• Location annotation dataset excerpts:
────────────────────

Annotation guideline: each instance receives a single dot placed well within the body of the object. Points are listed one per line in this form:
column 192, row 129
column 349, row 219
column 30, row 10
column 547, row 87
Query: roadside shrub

────────────────────

• SHORT TASK: Present the lines of the listing above as a numbered list, leaving out any blank lines.

• CORRECT RESPONSE:
1. Annotation guideline: each instance receives a single dot placed well within the body of the object. Points are listed one per line in this form:
2. column 192, row 129
3. column 349, row 219
4. column 30, row 10
5. column 547, row 87
6. Query: roadside shrub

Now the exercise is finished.